> _Sayfa_
□ □ □ □ □

Marks-Engels Alman İdeolojisi - TARİHTE ZORUN (FETHİN) ROLÜ
Fetih olgusu, bütün bu tarih anlayışıyla çelişir görünmektedir. Şimdiye kadar zorbalık, savaş, yağma, cinayet ve soygunculuk, vb., tarihin itici gücü sayıldı. Biz burada, bellibaşlı noktalarla yetinmek zorundayız, bunun için de yalnızca en çarpıcı bir örneği, eski bir uygarlığın barbar bir halk tarafından yıkılması ve yeniden sıfırla başlayan yeni bir toplumsal yapının, onun yanısıra oluşması örneğini alıyoruz. (Roma ve Barbarlar, feodalite ve Galya, [Bizans] Doğu İmparatorluğu ve Türkler[42*].)

□ □ □ □ □

[Nokta yerleştirme kayıtları]
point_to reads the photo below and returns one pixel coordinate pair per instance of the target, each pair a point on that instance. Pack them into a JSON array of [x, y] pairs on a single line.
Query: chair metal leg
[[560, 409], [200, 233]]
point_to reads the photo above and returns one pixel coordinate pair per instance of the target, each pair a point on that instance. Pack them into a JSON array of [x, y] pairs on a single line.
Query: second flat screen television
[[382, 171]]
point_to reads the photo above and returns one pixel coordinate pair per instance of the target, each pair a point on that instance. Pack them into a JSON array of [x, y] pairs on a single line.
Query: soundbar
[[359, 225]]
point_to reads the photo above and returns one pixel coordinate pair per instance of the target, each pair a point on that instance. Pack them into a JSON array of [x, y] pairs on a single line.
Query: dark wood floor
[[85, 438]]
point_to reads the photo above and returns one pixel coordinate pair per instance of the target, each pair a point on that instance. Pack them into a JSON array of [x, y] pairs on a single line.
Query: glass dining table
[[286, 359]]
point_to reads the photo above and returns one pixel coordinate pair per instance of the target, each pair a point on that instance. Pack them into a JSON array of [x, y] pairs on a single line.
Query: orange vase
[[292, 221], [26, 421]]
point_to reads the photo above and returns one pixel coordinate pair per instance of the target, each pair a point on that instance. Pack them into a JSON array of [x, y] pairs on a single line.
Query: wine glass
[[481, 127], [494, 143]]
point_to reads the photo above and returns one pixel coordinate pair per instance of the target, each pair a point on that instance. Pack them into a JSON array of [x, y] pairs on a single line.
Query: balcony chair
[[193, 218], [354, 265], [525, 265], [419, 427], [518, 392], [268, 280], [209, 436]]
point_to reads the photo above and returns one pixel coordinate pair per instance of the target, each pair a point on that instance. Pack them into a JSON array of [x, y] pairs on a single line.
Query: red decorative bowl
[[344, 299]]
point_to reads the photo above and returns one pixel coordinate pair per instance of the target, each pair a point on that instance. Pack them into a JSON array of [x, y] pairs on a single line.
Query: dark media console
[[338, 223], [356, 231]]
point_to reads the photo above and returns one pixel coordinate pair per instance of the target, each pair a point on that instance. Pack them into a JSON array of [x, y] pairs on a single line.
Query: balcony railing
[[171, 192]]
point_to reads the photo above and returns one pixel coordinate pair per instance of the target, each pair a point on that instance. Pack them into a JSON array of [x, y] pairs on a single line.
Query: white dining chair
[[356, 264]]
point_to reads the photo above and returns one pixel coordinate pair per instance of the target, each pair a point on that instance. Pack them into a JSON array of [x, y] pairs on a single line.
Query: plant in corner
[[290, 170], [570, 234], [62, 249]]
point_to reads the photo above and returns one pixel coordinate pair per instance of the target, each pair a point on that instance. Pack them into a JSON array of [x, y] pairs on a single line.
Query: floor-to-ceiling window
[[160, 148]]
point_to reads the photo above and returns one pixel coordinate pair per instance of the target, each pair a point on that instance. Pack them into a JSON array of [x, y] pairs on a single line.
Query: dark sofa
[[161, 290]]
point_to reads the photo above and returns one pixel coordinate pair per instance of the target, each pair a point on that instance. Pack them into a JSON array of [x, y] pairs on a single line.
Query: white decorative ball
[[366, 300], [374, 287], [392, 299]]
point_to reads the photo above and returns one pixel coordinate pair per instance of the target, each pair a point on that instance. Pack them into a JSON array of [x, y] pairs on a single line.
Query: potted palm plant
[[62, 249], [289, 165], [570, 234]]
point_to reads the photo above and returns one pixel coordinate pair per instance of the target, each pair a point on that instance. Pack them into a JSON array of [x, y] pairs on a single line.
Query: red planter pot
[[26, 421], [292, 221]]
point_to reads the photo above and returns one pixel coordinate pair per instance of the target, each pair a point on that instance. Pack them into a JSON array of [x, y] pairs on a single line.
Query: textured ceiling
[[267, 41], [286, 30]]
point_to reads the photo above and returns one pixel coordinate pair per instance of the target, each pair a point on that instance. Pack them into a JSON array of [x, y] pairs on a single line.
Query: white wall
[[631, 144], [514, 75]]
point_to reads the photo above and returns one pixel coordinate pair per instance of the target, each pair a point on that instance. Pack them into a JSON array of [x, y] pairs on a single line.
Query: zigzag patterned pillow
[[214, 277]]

□ □ □ □ □

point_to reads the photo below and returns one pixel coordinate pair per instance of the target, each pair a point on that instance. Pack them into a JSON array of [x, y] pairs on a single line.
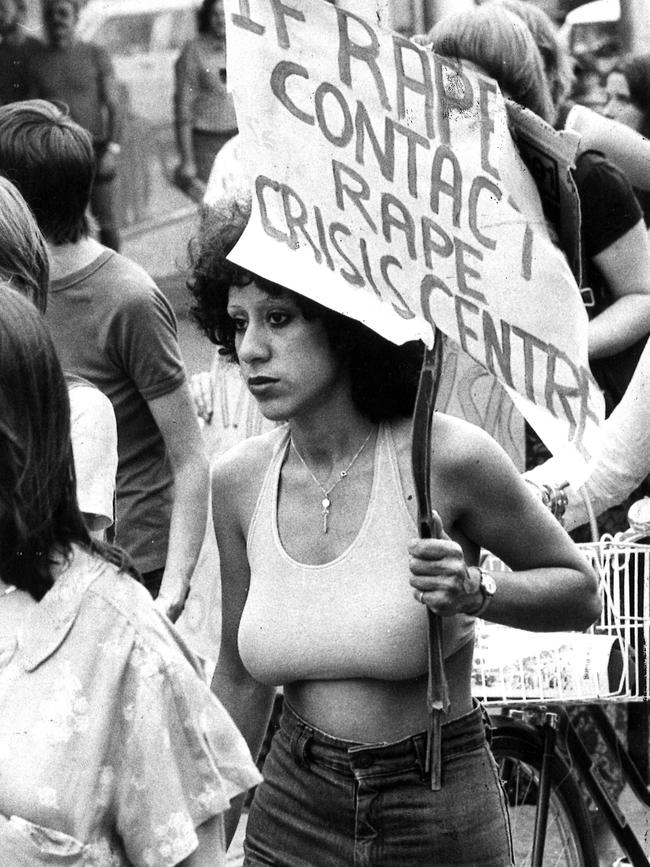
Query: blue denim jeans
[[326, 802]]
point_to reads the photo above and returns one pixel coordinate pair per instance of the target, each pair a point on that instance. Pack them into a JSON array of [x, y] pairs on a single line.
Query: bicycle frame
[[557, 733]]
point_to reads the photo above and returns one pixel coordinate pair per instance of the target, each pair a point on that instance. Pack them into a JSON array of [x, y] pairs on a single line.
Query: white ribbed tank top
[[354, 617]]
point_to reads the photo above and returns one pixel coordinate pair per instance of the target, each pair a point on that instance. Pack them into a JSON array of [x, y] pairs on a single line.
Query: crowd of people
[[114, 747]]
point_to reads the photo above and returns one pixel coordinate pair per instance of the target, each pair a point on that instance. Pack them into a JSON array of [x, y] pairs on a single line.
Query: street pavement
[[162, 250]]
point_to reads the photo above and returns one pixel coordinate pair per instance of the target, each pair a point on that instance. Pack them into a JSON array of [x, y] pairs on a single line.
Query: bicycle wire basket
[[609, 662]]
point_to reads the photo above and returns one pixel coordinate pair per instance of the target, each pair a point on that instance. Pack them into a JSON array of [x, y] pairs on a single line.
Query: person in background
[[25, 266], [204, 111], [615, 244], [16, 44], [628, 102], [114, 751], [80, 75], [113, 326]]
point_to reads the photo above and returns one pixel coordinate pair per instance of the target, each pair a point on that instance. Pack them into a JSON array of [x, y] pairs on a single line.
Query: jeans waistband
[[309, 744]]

□ □ □ □ □

> _Görev_
Sayfaya göre şimdiye kadar tarihin itici gücü olarak neler sayıldı? Bu satırlar başka bir kaynaktan alındı.

> _Tam cevap_
Zorbalık, savaş, yağma, cinayet ve soygunculuk gibi şeyler.